:: ASSIGNMENT ::
Look below. Copy each line that has "single" in it.

(Stored items from a collection)
= = =

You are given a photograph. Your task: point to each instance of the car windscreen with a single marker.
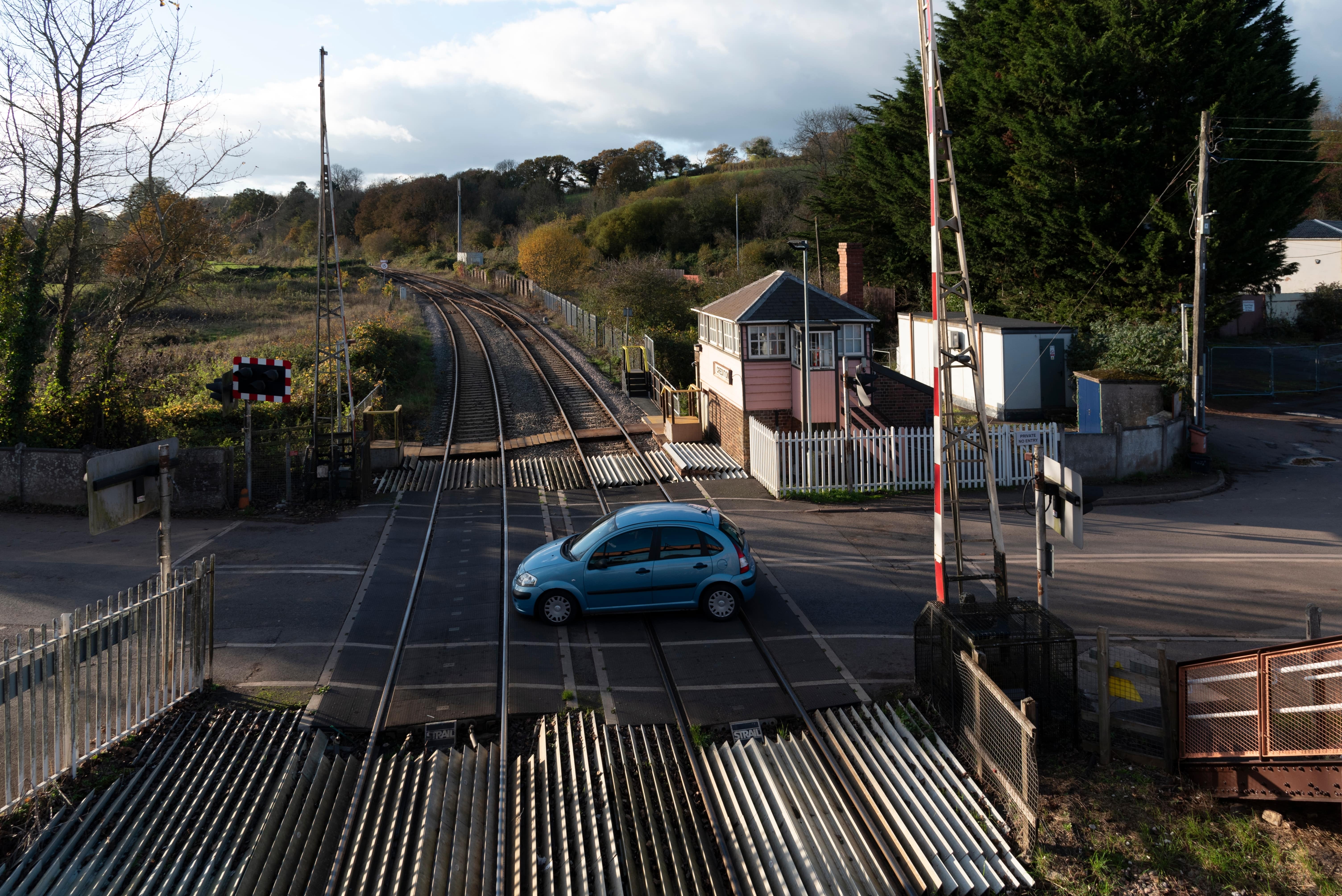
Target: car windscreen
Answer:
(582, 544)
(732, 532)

= = =

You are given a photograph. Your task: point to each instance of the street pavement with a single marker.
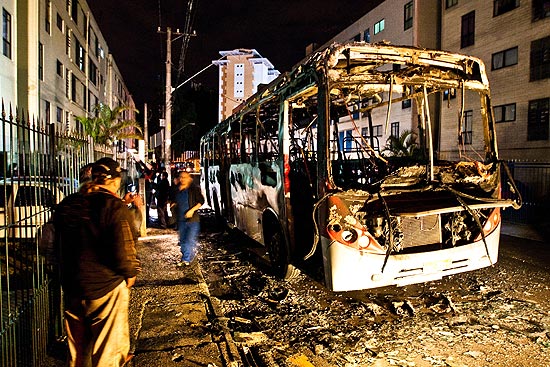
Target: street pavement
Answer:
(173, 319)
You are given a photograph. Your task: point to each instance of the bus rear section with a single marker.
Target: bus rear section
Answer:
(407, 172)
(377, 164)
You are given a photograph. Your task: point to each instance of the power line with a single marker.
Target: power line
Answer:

= = =

:: EXERCISE RESULT ::
You are given a photograph. Your task: point to each instance of the car windscreen with a single marker.
You are given a photograph. Your task: point to each instance of the street pavement with a single marker.
You are given a photograph. Your task: point to each instance of the bus rear section with a single marker.
You are given a photograph. Your task: point to each instance of the power line with a single marker.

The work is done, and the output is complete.